Only the pictures are to be omitted; everything else in the listing must be reproduced exactly.
BEGIN DATA FOR REVIEW
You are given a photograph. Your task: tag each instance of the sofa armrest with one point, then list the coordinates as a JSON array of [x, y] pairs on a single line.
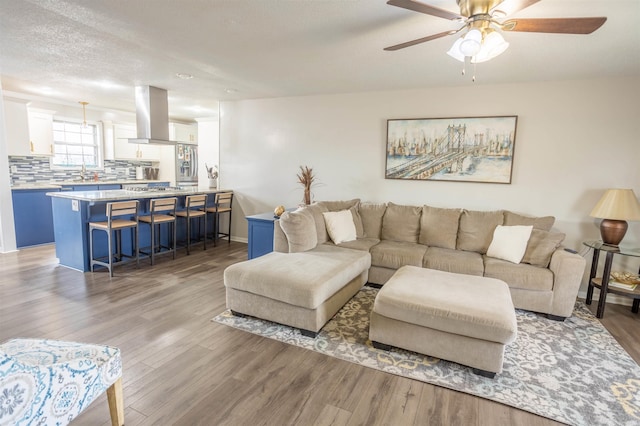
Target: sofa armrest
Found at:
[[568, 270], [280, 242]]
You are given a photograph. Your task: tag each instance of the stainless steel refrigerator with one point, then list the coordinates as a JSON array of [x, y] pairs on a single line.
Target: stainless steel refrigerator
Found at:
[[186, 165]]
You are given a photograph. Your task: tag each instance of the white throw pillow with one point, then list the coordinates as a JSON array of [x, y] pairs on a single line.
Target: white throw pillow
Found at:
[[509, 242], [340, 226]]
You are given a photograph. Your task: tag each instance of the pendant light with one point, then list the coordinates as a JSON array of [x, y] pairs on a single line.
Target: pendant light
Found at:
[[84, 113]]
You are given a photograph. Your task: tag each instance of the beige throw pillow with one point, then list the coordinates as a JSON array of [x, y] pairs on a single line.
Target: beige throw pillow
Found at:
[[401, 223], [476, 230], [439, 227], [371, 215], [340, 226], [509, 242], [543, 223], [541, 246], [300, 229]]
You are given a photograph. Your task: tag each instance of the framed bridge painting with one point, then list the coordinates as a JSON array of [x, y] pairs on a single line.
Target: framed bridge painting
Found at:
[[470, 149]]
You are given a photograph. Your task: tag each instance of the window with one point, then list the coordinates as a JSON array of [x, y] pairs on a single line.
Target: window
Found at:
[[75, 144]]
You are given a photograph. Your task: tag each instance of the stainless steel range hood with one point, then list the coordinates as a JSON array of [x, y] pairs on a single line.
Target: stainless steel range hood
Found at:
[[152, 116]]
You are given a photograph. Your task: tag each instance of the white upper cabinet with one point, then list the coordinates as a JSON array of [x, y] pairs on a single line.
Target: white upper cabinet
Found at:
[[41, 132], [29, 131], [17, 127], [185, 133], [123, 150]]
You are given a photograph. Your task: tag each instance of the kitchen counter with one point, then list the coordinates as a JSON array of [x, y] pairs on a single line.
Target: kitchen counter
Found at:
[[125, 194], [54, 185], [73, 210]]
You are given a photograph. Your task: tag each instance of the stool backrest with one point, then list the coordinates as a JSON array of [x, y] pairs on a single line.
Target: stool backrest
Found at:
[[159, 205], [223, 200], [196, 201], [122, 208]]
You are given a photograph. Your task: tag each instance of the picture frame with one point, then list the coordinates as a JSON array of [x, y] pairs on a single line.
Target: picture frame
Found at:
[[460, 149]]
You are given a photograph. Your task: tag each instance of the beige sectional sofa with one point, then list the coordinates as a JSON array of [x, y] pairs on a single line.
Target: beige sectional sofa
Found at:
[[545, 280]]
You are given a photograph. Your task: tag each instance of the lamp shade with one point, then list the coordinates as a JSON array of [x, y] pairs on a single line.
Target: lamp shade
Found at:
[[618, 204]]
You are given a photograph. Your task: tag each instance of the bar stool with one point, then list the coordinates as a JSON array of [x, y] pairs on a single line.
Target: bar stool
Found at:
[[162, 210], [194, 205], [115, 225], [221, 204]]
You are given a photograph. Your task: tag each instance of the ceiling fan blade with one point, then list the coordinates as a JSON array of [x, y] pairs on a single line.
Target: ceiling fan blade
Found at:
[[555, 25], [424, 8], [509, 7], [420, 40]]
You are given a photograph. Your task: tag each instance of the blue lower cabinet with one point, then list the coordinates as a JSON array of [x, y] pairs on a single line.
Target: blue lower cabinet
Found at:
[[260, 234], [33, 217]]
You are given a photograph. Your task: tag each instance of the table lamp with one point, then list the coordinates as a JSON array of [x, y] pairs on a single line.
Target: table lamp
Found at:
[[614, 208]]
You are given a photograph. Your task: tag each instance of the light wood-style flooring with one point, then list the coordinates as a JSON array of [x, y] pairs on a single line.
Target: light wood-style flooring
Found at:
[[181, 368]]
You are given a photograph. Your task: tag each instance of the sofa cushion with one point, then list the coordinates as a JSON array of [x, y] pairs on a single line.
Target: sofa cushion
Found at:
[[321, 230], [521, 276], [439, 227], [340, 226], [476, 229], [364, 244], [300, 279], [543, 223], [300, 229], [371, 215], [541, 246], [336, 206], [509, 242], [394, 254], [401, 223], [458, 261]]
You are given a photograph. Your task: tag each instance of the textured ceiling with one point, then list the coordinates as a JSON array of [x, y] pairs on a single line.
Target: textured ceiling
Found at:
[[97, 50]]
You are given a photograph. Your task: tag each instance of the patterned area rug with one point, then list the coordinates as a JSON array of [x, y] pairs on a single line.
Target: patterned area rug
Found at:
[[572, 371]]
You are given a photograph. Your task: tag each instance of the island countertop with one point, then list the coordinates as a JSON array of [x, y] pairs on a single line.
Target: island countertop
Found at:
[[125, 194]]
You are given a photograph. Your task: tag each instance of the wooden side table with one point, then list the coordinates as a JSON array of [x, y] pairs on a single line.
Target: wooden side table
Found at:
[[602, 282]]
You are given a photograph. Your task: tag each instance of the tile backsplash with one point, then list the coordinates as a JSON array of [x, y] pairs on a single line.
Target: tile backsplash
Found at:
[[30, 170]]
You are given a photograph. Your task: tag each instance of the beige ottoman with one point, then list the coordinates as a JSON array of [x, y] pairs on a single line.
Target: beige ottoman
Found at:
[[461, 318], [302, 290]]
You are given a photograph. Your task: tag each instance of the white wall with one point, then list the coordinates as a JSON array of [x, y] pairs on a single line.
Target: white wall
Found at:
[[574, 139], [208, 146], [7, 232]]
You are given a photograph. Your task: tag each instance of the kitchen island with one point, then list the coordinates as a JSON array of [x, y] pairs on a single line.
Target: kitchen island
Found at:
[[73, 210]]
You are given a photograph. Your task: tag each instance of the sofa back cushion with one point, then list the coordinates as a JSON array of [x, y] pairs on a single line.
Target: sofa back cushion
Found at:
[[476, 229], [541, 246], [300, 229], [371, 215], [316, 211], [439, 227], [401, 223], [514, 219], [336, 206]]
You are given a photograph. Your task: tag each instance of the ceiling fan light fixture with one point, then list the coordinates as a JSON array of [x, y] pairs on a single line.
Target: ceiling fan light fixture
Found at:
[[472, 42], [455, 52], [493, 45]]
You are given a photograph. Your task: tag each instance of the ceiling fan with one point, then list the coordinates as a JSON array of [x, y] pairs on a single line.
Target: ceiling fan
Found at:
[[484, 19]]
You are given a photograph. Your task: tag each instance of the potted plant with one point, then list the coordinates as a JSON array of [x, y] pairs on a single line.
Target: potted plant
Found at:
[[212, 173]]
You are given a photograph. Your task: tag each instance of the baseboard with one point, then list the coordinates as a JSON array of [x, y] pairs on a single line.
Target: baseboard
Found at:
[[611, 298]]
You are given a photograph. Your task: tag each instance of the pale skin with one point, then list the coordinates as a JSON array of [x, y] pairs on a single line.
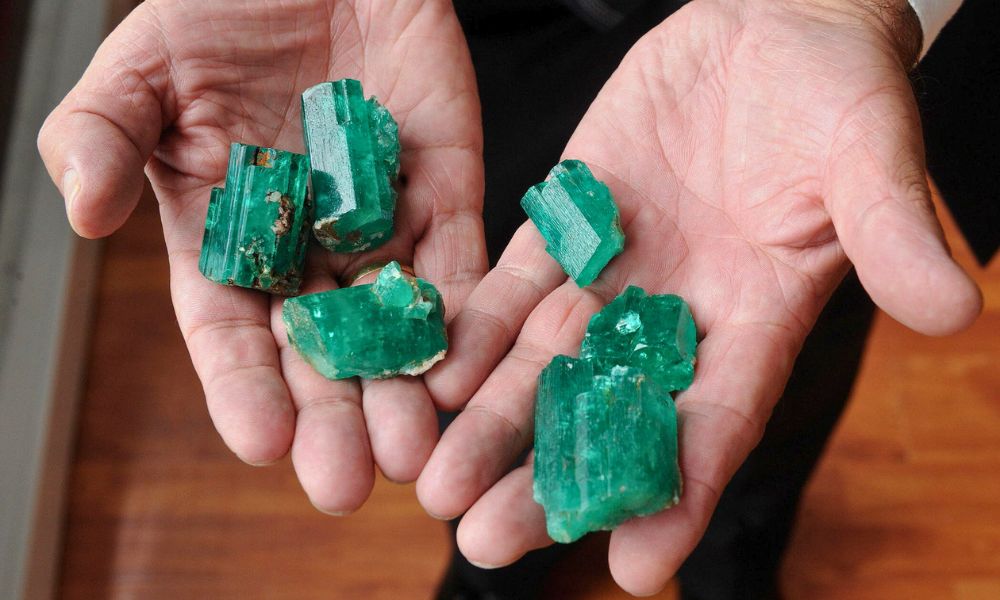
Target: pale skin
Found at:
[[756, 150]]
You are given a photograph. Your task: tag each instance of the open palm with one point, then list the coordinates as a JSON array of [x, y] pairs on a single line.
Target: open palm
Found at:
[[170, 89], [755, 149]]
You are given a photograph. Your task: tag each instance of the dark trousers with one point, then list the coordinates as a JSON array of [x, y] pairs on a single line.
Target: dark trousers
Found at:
END DATA FOR REVIEW
■ **RESPONSE AREA**:
You are given a photograph. Your task: tag each instance of the sofa armrest with one point, then list the coordinates as a JSON array of [x, y] pairs on a single line.
Target: sofa armrest
Found at:
[[568, 270], [280, 242]]
You are given a photograph. Your task: tag each instance of the stainless steel refrigerator with one point, then list the coordinates as a JSON array of [x, y] pairs on a single line.
Target: stainless steel refrigerator
Found at:
[[186, 165]]
You are given a photograph. Your task: tag each instance of the white throw pillow with one point, then list the coordinates as a JSON array of [x, y] pairs on a single line.
Target: white throw pillow
Found at:
[[509, 242], [340, 226]]
You are given a photograph. Your task: tag each instance of the pendant light with one point, then list the coordinates as a JSON array of [x, y] pairs on a single line.
Target: pendant light
Found at:
[[84, 113]]
You are given a photograph. Your task: tag each instance of the beige throw pillow with one point, then list the coordinates as a JSON array of [x, y] pairs on a single line.
Target: beige throw pillow
Found at:
[[401, 223], [476, 230], [439, 227], [371, 215], [340, 226], [509, 242], [543, 223], [541, 246], [300, 229]]
You are given a photograph. Your task: tag each instance of the framed bridge painting with one point, then list the coordinates as a JSON array of [x, y] pairs on a single line.
Target: framed bridge painting
Found at:
[[470, 149]]
You are given a photograph. Your task: tag each instance of the window with one point, then list the coordinates as a JSON array of [x, y] pairs on a single line.
Target: window
Found at:
[[75, 144]]
You are given a photograph. Your task: tag each instance of the stainless steel range hood with one point, then list the coordinates as a JSON array of [x, y] pairs on a single line.
Target: stainless steel range hood
Found at:
[[152, 116]]
You are given a photograph. Your task: tag each instance of the white upper cabinet with one point, then list the coordinates as a JSON array of [x, y] pairs on a single line.
Target: white upper cabinet
Found at:
[[41, 132], [29, 131], [17, 127], [185, 133], [123, 150]]
You are given a photograph. Your task: tag each instance of the kitchen counter with one point, then list the coordinates as a JSON array of [x, y] pairs on a single line.
Target: kitchen counter
Found at:
[[125, 194], [54, 185], [73, 210]]
You are given a photograph. Your task: tag each instance of the stool backrest with one point, then list the coordinates as a JSON array of [x, y] pairs on a single line.
Target: stool backrest
Found at:
[[159, 205], [223, 200], [196, 201], [122, 208]]
You are given a photograph. Your task: tag each instance of the picture frame with one point, then list the coordinates as a JSON array of [x, y] pairs on a single line.
Target: picture frame
Found at:
[[460, 149]]
You are given a photograph. Your task: tag each instance of the beige sectional sofa with one point, then list the coordinates as a JSON array of [x, y] pairs on a single line.
Target: beige sectional sofa
Found at:
[[545, 280]]
You are given a photograph. Your task: tag each instance of the lamp shade with one point, then list the coordinates as a JSON array of [x, y] pairs on a single line.
Target: lamp shade
Found at:
[[618, 204]]
You are given a photograph. Your task: tag each instance of the bar stool with one point, then list the coordinates as a JSON array of [x, y] pairs on a single line.
Target: bar stool
Found at:
[[162, 210], [194, 205], [115, 225], [221, 204]]
You are given a photograph. Your task: tag each instance of the ceiling fan blade with one point, then list the coordinates as a JSON array of [x, y] pairs on a single line.
Target: ceiling fan blade
Found at:
[[555, 25], [424, 8], [509, 7], [420, 40]]
You are given a photograph. Your task: tag each instance of the blue lower cabinet with one point, then list the coordinates as a JSON array of [x, y] pairs on a single line.
Target: blue lower cabinet
Found at:
[[260, 234], [33, 217]]
You are given a photograph. Your task: tag each instance of the table lamp with one point, then list the coordinates as a JSON array of [x, y] pairs on a single line.
Target: table lamp
Found at:
[[614, 208]]
You are given a photograph. Your task: tag each instance of the light wood-style flooring with one point, then list the coordinates as a JSON array of [x, y] pairs on a single line.
Target: light wood-style flooring
Found at:
[[181, 368]]
You are given a photograph. Your task: tag each instance of the sofa cushion with one point, then list the coordinates as a JSON array of [x, y] pairs on a single line.
Target: sofa cushion
Found at:
[[321, 230], [521, 276], [439, 227], [340, 226], [476, 229], [364, 244], [300, 279], [543, 223], [300, 229], [371, 215], [541, 246], [336, 206], [509, 242], [394, 254], [401, 223], [458, 261]]
You are given a photograph. Your task: tag each instance of the textured ceiling with one point, then list the coordinates as a JSON array of [x, y] pairs on a single line.
Target: textured ceiling
Found at:
[[97, 50]]
You are given a photograph. Your task: tag each instance of the patterned area rug with one point, then list the coordinates as a JSON array of [x, y] pairs on a single line.
Target: patterned area rug
Found at:
[[572, 371]]
You are given a photograph. Your task: tag each instance of the island countertop with one point, then list the coordinates as a JSON array of [x, y] pairs on a single line.
Target: island countertop
Found at:
[[125, 194]]
You are given a photograph. Your task: tag each instance of the wooden side table with one point, then list the coordinates as a JSON array of [x, y] pairs on a single line.
Target: wooden side table
Found at:
[[602, 282]]
You are given a photograph. Your task: tag each instance of the tile backsplash with one point, then list the coordinates as a JSON array of [x, y] pairs on a single line.
Target: tile backsplash
Found at:
[[30, 170]]
You are given a photograph. Your task: tag each instance of the beige ottoman with one point, then list the coordinates as a JSON array of [x, y] pairs on a single line.
Target: beige ottoman
Found at:
[[461, 318], [302, 290]]
You are given a photograph. Your task: tag each instance of the white wall with one point, then list the coordinates as a JSON array of [x, y] pairs on a single line.
Target: white wall
Found at:
[[574, 139], [208, 146], [7, 232]]
You are given a photograph. Your task: tag each instance of the kitchen island with one point, then list the coordinates as a JSON array of [x, y] pairs on a single line.
Target: kitchen island
Found at:
[[73, 210]]
You are given a photograph. Your task: tag each instance of the sofa back cushion with one point, then list the coordinates as a JSON array of [x, y] pairs on a single line.
Target: sofa back cushion
Found at:
[[476, 229], [541, 246], [300, 229], [371, 215], [316, 211], [439, 227], [401, 223], [514, 219], [336, 206]]
You are given a photograph. Your task: tag each instance of the ceiling fan light fixture with one point, then list the coordinates as a JSON array of [x, y] pairs on a single line.
Target: ceiling fan light fixture
Found at:
[[472, 42], [455, 52], [493, 45]]
You are given a photograph. Your task: tag each instance of the ceiling fan with one point, then list the coordinates as a JSON array of [x, y] pairs on a single line.
Target: ceiling fan
Found at:
[[484, 19]]
You are given a photograph. Your task: tag each instance of the potted plant with one point, then list the coordinates as a JSON array of [x, y] pairs on a single line.
Target: potted plant
Found at:
[[212, 173]]
You are given a photograph. Your task: tag each instance of the baseboard with one point, then list the coordinates as a JSON array of [x, y] pairs on a single line.
Target: baseboard
Found at:
[[611, 298]]
You are given a photograph. Your task: tag each instance of the pale skin with one point, then list the coordinates as a JSON array of [x, y] pairs on a single line.
Target: pale skin
Found at:
[[756, 150]]
You are given a photograph. Your task: tag each instance of the open palm with one point, then list the coordinates as a JSON array of [x, y] pairs on a single line.
Target: open palm
Found at:
[[170, 89], [755, 149]]
You are given a photograph. Your task: tag each instance of the dark trousers with one point, then list the coordinates as a JSON array of [x, y] pairs on a single line.
Target: dark trousers
Found at:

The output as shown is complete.